SOURCE MATERIAL ▸
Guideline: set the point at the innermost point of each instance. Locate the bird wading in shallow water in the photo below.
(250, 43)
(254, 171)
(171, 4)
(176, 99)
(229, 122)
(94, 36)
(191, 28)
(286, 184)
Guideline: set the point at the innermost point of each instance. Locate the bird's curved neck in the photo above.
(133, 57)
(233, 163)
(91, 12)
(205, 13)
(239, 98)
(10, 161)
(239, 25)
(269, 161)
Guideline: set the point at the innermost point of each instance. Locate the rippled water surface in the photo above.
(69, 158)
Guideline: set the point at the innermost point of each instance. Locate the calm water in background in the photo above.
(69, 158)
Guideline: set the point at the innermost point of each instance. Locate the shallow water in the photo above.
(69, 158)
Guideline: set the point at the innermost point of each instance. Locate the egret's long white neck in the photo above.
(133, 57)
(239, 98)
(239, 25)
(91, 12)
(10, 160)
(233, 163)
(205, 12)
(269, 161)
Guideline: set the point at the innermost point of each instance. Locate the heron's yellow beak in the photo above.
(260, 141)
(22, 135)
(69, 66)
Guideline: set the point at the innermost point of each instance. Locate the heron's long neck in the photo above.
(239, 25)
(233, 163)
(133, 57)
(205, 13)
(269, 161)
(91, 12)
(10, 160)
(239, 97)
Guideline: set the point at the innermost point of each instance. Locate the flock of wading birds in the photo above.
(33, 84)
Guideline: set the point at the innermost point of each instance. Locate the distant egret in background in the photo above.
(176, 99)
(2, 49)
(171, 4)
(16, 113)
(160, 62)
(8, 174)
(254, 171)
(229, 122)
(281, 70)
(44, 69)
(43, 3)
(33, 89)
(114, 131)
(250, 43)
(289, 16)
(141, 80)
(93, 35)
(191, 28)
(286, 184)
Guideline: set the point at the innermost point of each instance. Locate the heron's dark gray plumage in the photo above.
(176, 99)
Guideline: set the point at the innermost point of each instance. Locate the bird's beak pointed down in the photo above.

WHAT IS ASKED ▸ Format every line of the records above as a JSON list of strings, with one string per line and blank lines left out.

REPLY ▸
[
  "Guideline: set the point at the innermost point of each instance. Locate the bird wading in shallow water in the photo below.",
  "(250, 43)",
  "(254, 171)",
  "(171, 4)",
  "(176, 99)",
  "(229, 122)",
  "(94, 36)",
  "(191, 28)",
  "(286, 184)",
  "Guideline: set the point at the innermost point of each instance. Locate the bird's curved neck in the photo above.",
  "(133, 57)",
  "(233, 163)",
  "(91, 12)",
  "(205, 13)",
  "(239, 98)",
  "(10, 161)",
  "(239, 25)",
  "(269, 161)",
  "Guideline: set the point at the innermost point of each instance. Locate the rippled water surface in the photo above.",
  "(69, 158)",
  "Guideline: set the point at the innermost point of each instance. Locate the calm water in background in the photo above.",
  "(69, 158)",
  "Guideline: set the point at the innermost point of each instance. Locate the shallow water in the photo above.",
  "(69, 158)",
  "Guideline: set the point at the innermost point of each instance. Locate the egret's long white neck in the photo above.",
  "(133, 57)",
  "(239, 98)",
  "(239, 25)",
  "(91, 12)",
  "(10, 160)",
  "(233, 163)",
  "(205, 12)",
  "(269, 161)",
  "Guideline: set the point at the innermost point of each instance. Locate the heron's yellow beak in the photo above.",
  "(260, 141)",
  "(22, 135)",
  "(69, 66)",
  "Guideline: set the point at the innermost point of each instance. Locate the heron's long neck in the photo above.",
  "(239, 25)",
  "(233, 163)",
  "(133, 57)",
  "(205, 13)",
  "(269, 161)",
  "(91, 12)",
  "(10, 160)",
  "(239, 97)",
  "Guideline: set the point at the innermost point of each instance. Locate the flock of wading birds in the photo above.",
  "(33, 84)",
  "Guideline: set the point at the innermost point of each instance. Locate the distant egret in background in the photo above.",
  "(176, 99)",
  "(2, 49)",
  "(171, 4)",
  "(16, 113)",
  "(160, 62)",
  "(8, 174)",
  "(254, 171)",
  "(229, 122)",
  "(281, 70)",
  "(44, 69)",
  "(43, 3)",
  "(33, 89)",
  "(114, 131)",
  "(250, 43)",
  "(289, 16)",
  "(141, 80)",
  "(93, 35)",
  "(191, 28)",
  "(286, 184)",
  "Guideline: set the point at the innermost point of each instance. Locate the heron's dark gray plumage in the photo above.",
  "(176, 99)",
  "Guideline: set the point at the innermost point of each instance. Locate the bird's beak pointed down in the photo above."
]